● **ОПИСАНИЕ ЗАДАНИЯ**
Отредактируйте все записи: замените «white door casing» на «white door frame» и больше ничего не меняйте.
═════ РАБОЧИЕ ДАННЫЕ
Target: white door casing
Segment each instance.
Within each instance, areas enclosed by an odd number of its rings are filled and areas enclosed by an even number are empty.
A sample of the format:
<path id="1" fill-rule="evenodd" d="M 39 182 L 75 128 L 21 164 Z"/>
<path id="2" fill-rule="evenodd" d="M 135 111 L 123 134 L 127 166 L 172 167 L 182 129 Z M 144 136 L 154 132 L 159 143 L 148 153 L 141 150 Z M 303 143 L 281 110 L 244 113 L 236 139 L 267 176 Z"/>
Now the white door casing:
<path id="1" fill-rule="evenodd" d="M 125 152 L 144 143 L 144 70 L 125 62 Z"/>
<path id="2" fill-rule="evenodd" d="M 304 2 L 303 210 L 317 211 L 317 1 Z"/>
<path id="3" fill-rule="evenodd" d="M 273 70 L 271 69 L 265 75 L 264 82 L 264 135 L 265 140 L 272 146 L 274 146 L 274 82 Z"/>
══════════
● **РЕШЕНИЕ УПРАЖНЕНИЯ**
Target: white door frame
Segment each instance.
Within each instance, areas enclosed by an odd number of its rings are filled and areas enclosed by an even number are empty.
A sample of the format:
<path id="1" fill-rule="evenodd" d="M 39 182 L 75 128 L 21 164 Z"/>
<path id="2" fill-rule="evenodd" d="M 135 111 L 123 134 L 127 166 L 172 167 L 182 129 Z M 144 136 L 154 132 L 159 143 L 148 153 L 141 150 Z M 303 143 L 281 110 L 244 113 L 236 139 L 267 176 Z"/>
Now the white door frame:
<path id="1" fill-rule="evenodd" d="M 125 152 L 144 143 L 144 70 L 125 62 Z"/>
<path id="2" fill-rule="evenodd" d="M 304 2 L 303 210 L 317 211 L 317 1 Z"/>
<path id="3" fill-rule="evenodd" d="M 273 70 L 271 69 L 265 75 L 264 82 L 264 135 L 265 140 L 272 146 L 274 146 L 274 82 Z"/>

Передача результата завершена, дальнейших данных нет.